- **Задание 1**:
Обновите листинг от строки с «Practice step: put a point on each instance of the gravel» до конца листинга включительно, заменив «building window» на «shop window» и не меняя ничего больше. Приведите только эти строки.

В последнее время, мне кажется, начинают складываться штампы в стилистике спектаклей. Режиссеры находят один образ и начинают его эксплуатировать. Смотришь спектакли из разных городов, а у них одинаковые желтые резиновые сапоги, дождевики и так далее — мелочи, которые бросаются в глаза. Если о [клише] не говорить сейчас, через несколько лет мы в этом погрязнем. Нужно, найдя [опорную] точку, перешагивать через нее и идти вперед. Про экологию и тело мы пока совсем не говорим, а подросткам они не менее важны, чем развод, дружба и так далее.
— Стоит ли взрослым ходить на детские спектакли?
— Хороший спектакль для детей — всегда праздник, он погружает зрителя в ощущение детства. Здорово, когда ты сидишь на спектакле, тебе давно не шесть лет, но ты понимаешь, что тоже хотел бы быть в первом ряду и чтобы тебе тоже дали подушечку. Я хожу на спектакли для детей самых разных возрастов, и мне кажется очень важным, когда авторы спектакля ориентируются не только на детей, потому что процесс просмотра спектакля всегда общий. Ребенок видит, как реагирует на происходящее мама, а мама — как реагирует ребенок, и у них происходит обмен энергиями. Когда я вижу, что родители сидят в телефоне, хочется попросить их выключить устройство не потому что они мешают другим, а потому что упускают момент связи с ребенком.
Хорошие спектакли и конвейерная лента
— На что вы обращаете внимание, когда отбираете спектакли в детскую программу «Золотой маски»?
— Сложный вопрос! Важно, чтобы постановка говорила с детьми на их языке — не только на вербальном, но и на визуальном, смысловом. Должен быть просто хороший спектакль. Понятно, что для каждого он [будет] разным. Тем не менее, поверьте, просто хороших спектаклей не так много.
У нас (кураторов программы «Детский Weekend», — прим. Enter) есть количество категорий [оценки спектакля]. Это не пункты, которые мы отмечаем галочками, когда смотрим спектакль — они совсем разные. Но конкретика, как мне кажется, все-таки есть при индивидуальном подходе к каждому спектаклю.

- **Показанные данные**:
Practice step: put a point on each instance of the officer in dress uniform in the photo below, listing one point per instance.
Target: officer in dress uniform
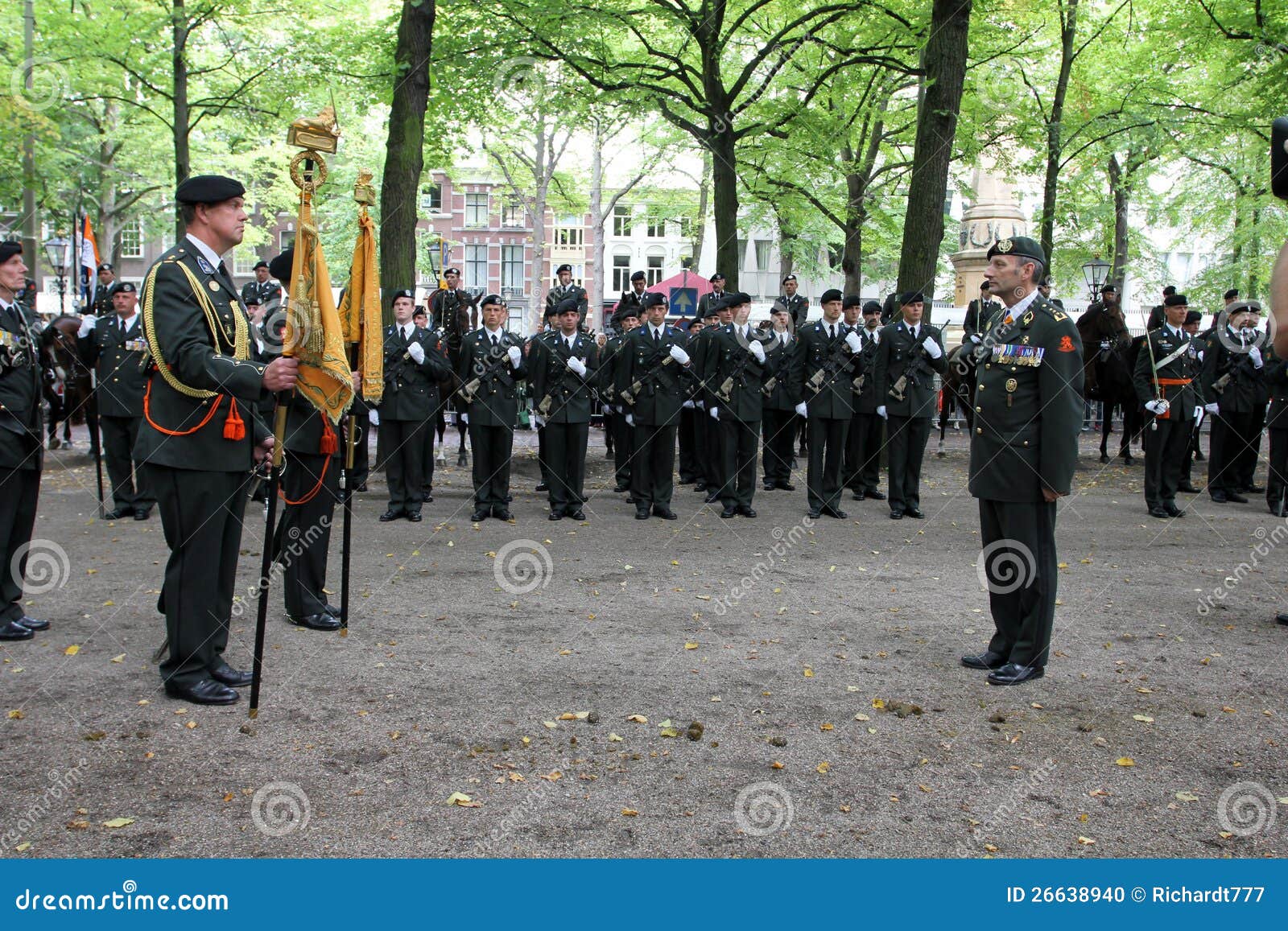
(652, 380)
(263, 289)
(203, 433)
(564, 366)
(779, 415)
(796, 304)
(21, 443)
(737, 362)
(908, 357)
(115, 347)
(822, 377)
(1024, 450)
(414, 366)
(491, 369)
(1165, 373)
(1232, 388)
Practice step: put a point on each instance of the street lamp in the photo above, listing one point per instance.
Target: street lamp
(1094, 274)
(56, 250)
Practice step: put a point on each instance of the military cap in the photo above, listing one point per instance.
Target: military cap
(1023, 246)
(208, 190)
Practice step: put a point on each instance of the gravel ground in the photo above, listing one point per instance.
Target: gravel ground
(835, 716)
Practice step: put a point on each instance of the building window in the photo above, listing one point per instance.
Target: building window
(476, 210)
(132, 240)
(476, 268)
(431, 197)
(512, 270)
(621, 272)
(621, 220)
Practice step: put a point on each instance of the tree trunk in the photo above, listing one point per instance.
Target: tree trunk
(937, 126)
(399, 188)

- **Задание 2**:
Какие одинаковые детали, согласно исходному тексту, встречаются в спектаклях из разных городов?

- **Результат 1**:
Practice step: put a point on each instance of the gravel ground in the photo above, listing one point per instance.
Target: gravel ground
(835, 716)
Practice step: put a point on each instance of the shop window in the photo above, listing one point per instance.
Target: shop window
(476, 210)
(132, 240)
(476, 268)
(431, 197)
(512, 270)
(621, 272)
(621, 220)
Practice step: put a point on each instance of the tree trunk in the photo above, listing one point per instance.
Target: tree trunk
(937, 126)
(399, 188)

- **Результат 2**:
Желтые резиновые сапоги и дождевики.